- ABOUT THIS EXERCISE
The lines to return are those below that contain the word "bush".

- SOURCE DATA

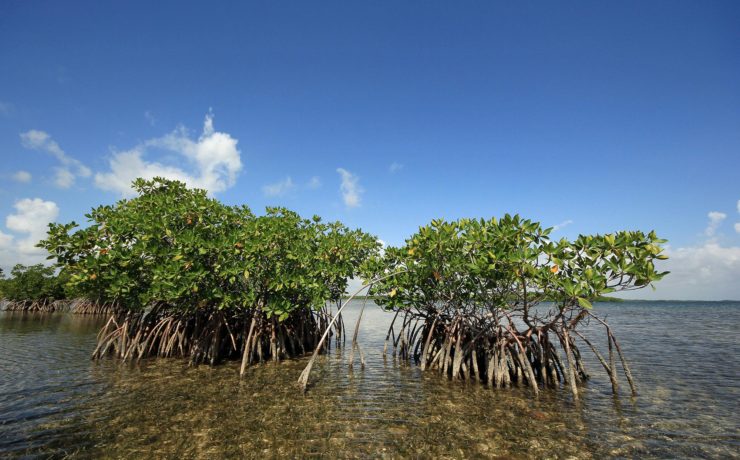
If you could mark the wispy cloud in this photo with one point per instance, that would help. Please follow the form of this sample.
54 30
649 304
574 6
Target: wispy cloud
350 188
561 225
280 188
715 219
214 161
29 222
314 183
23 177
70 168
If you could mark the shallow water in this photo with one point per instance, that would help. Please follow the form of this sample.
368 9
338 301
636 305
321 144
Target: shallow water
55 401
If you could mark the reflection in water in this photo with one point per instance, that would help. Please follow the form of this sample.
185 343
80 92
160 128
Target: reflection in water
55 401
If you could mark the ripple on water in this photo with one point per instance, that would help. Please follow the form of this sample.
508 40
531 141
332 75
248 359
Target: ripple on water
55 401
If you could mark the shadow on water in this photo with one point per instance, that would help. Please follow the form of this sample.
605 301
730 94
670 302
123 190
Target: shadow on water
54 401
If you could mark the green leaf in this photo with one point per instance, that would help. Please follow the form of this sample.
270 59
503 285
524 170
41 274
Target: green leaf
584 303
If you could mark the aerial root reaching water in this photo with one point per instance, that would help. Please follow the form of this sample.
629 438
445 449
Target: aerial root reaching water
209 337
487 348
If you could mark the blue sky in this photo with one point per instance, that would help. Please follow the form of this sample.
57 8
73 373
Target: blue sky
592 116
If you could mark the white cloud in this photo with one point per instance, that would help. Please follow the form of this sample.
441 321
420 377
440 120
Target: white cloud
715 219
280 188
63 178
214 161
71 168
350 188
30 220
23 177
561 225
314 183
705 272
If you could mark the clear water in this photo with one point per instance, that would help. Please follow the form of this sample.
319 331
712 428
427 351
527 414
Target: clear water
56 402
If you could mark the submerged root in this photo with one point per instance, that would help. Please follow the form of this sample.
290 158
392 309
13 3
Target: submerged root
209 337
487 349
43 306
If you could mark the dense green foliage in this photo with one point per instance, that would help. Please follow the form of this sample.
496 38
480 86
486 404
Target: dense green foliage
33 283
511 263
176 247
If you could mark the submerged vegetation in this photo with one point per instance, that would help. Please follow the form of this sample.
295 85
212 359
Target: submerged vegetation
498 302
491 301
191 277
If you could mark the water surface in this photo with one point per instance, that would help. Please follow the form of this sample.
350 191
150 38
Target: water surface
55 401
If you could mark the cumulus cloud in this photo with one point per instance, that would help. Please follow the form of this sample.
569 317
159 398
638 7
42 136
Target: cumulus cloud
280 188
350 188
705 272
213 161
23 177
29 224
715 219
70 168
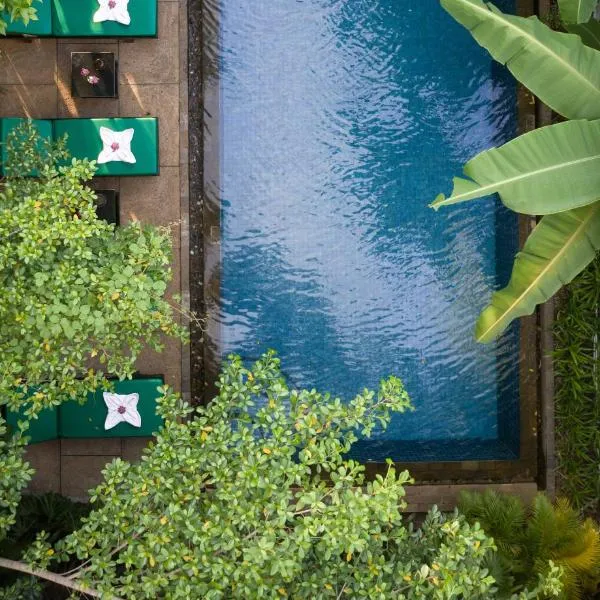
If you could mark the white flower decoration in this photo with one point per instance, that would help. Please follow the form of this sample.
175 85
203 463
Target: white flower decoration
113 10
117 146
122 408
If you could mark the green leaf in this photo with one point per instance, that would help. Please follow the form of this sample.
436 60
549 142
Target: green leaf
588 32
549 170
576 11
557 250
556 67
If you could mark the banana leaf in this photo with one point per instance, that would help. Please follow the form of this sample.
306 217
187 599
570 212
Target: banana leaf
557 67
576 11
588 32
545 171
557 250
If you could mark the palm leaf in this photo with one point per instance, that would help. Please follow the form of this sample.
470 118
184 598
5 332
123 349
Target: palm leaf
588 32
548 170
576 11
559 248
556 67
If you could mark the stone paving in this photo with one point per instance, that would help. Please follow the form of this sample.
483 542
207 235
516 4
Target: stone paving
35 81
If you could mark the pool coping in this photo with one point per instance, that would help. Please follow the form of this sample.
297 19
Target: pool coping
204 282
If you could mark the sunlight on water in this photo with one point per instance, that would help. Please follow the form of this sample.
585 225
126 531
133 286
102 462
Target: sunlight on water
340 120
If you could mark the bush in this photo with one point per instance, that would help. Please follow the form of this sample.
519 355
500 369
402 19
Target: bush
==
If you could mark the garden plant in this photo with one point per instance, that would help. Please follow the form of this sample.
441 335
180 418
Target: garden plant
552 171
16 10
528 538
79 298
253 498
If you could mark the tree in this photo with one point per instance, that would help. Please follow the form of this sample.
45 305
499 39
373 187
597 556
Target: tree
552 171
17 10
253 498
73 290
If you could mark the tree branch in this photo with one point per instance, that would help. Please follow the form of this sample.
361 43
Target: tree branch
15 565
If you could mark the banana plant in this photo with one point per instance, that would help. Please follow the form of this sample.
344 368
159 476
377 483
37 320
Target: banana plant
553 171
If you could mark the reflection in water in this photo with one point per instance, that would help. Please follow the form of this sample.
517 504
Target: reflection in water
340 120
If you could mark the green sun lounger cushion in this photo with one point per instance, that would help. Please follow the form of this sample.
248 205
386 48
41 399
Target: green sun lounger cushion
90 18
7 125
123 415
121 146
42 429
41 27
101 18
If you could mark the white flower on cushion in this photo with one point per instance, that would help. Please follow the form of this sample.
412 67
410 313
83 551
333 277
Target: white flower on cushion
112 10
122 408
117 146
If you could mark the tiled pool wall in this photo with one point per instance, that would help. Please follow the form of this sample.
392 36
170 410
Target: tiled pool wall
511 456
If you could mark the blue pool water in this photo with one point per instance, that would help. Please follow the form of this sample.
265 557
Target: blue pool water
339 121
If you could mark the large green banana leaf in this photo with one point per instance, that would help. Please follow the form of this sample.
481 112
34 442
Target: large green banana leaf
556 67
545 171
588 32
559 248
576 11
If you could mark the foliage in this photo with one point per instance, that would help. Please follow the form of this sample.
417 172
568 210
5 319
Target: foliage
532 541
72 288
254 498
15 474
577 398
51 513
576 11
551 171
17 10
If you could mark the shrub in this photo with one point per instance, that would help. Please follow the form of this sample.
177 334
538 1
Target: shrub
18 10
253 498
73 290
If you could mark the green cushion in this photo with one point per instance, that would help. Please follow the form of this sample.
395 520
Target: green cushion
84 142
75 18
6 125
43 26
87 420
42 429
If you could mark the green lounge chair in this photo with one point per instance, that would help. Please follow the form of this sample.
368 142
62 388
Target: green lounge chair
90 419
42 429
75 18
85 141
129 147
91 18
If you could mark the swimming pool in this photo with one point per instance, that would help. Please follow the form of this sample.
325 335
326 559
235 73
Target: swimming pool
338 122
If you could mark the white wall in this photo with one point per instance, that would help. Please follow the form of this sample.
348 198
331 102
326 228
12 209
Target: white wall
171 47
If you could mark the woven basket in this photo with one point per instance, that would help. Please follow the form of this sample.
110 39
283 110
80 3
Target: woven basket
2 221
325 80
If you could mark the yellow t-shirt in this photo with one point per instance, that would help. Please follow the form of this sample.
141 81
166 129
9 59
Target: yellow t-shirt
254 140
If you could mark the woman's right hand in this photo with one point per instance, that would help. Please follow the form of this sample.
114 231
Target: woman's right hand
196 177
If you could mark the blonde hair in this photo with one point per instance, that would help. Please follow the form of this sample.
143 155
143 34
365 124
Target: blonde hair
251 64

- SOLUTION TO THIS EXERCISE
If you could mark the bush in this photo with one point per instance, that would help. Please follow the form of this sample.
Target: bush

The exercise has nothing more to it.